■ Do this ■
Please update the part of the material that opens with the line containing "above contains beard." and closes with the line containing "121, 45, 135, 61", replacing "tight" with "close" and changing nothing else, then give back only those lines.

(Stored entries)
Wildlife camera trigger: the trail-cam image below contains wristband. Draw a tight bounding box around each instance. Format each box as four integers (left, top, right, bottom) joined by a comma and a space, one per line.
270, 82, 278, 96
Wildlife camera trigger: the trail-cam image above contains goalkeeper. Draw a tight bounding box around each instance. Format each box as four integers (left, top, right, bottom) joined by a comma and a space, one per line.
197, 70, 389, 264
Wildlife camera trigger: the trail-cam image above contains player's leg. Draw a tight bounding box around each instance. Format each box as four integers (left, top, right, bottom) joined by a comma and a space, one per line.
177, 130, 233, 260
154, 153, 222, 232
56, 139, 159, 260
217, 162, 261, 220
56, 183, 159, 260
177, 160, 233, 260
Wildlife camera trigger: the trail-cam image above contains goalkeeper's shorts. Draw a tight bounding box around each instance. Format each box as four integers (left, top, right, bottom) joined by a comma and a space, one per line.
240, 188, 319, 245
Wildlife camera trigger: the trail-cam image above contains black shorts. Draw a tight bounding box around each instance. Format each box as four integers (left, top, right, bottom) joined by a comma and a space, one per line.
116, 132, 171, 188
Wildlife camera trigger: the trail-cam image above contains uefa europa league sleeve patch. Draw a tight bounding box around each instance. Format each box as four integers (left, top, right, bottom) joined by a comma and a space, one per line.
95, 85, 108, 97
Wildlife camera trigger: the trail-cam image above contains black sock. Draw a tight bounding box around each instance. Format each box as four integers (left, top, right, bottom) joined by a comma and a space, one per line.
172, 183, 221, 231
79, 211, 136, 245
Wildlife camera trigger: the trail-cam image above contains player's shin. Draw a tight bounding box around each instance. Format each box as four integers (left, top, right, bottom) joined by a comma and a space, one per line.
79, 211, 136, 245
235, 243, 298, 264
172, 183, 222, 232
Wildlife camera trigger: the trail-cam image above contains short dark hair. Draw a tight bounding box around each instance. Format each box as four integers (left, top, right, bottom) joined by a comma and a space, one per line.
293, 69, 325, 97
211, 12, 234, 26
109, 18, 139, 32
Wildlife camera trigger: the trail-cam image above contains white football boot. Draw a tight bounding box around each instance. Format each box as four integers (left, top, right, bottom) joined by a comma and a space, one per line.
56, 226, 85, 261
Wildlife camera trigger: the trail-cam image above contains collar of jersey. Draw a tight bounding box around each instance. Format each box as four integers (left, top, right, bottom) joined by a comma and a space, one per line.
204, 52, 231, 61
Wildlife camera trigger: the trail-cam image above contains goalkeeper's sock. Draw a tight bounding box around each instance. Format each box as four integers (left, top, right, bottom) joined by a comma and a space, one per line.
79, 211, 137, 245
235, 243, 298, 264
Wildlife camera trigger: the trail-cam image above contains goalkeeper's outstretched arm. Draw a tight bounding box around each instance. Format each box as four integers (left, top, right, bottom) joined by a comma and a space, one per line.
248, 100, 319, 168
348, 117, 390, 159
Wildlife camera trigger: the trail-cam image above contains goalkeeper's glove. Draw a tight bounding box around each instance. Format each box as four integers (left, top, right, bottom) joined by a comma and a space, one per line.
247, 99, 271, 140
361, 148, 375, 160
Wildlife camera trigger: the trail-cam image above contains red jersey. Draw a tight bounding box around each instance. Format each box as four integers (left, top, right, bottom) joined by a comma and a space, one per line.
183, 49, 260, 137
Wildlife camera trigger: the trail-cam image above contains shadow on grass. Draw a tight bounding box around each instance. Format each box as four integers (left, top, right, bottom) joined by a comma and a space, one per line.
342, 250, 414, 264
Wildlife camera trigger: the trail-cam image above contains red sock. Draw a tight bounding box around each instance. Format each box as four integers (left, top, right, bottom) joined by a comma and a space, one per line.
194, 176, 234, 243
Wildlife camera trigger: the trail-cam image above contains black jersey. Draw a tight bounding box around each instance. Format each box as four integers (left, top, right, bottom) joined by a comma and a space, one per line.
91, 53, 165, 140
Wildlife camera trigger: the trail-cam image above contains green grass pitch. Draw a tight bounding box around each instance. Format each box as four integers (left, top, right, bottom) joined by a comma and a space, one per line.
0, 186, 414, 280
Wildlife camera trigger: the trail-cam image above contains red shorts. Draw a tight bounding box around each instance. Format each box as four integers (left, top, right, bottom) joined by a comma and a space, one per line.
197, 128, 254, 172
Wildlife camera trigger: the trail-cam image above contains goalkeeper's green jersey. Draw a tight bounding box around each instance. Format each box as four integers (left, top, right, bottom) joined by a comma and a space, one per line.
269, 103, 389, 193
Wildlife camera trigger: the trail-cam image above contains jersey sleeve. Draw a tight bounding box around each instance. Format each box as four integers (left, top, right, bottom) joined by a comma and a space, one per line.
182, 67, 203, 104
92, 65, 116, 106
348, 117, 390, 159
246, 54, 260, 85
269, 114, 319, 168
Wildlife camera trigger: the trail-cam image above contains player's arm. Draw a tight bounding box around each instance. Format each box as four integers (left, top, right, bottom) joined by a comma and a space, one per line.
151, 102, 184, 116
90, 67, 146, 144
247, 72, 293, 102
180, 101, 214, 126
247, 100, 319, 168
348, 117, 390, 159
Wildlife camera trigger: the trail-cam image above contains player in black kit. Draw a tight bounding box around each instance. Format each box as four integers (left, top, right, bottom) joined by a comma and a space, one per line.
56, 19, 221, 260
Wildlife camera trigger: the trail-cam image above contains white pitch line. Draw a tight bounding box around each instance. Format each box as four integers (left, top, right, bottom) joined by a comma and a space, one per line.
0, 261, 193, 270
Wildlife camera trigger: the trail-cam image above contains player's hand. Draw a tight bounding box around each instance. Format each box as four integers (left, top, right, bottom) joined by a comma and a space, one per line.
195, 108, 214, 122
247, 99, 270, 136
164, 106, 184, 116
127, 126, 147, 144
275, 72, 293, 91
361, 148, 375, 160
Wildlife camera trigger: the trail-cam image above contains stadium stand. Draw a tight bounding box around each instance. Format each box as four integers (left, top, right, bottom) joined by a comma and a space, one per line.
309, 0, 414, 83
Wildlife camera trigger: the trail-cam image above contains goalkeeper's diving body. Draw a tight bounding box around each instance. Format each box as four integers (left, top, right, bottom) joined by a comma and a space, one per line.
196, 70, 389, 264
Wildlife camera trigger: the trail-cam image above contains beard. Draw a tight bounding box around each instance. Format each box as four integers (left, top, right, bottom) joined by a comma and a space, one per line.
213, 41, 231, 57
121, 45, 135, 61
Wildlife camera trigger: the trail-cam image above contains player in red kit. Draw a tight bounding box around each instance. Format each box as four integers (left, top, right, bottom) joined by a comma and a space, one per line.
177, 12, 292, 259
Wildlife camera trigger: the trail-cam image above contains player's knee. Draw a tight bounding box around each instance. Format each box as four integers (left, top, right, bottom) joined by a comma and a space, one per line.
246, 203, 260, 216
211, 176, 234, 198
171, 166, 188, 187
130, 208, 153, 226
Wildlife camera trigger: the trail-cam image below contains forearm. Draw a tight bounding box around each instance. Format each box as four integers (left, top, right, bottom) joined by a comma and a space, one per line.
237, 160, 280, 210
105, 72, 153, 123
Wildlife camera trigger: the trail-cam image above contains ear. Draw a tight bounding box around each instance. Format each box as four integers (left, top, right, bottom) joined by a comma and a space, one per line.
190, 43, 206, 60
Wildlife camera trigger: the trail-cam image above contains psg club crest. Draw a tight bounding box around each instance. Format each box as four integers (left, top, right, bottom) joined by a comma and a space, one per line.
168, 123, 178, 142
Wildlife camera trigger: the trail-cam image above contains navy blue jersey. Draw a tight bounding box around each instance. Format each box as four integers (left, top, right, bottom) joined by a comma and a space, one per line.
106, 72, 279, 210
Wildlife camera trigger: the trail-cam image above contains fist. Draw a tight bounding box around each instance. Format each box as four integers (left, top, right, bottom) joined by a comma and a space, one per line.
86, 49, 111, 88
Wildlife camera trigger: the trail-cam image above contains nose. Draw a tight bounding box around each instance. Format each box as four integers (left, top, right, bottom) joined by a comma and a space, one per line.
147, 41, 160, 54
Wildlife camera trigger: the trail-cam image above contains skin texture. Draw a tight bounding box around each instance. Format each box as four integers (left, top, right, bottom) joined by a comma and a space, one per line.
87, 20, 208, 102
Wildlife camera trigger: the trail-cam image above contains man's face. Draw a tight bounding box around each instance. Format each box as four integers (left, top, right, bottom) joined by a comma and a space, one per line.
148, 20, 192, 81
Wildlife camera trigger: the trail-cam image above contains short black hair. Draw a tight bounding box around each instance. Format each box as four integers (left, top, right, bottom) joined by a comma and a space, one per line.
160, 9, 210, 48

■ Response to this task ■
Wildlife camera trigger: the trail-cam image above contains beard. Draw a close bounding box around each instance. Format each box as four integers (left, top, right, bottom) joined by a comma and a space, one per line.
213, 41, 231, 57
121, 45, 135, 61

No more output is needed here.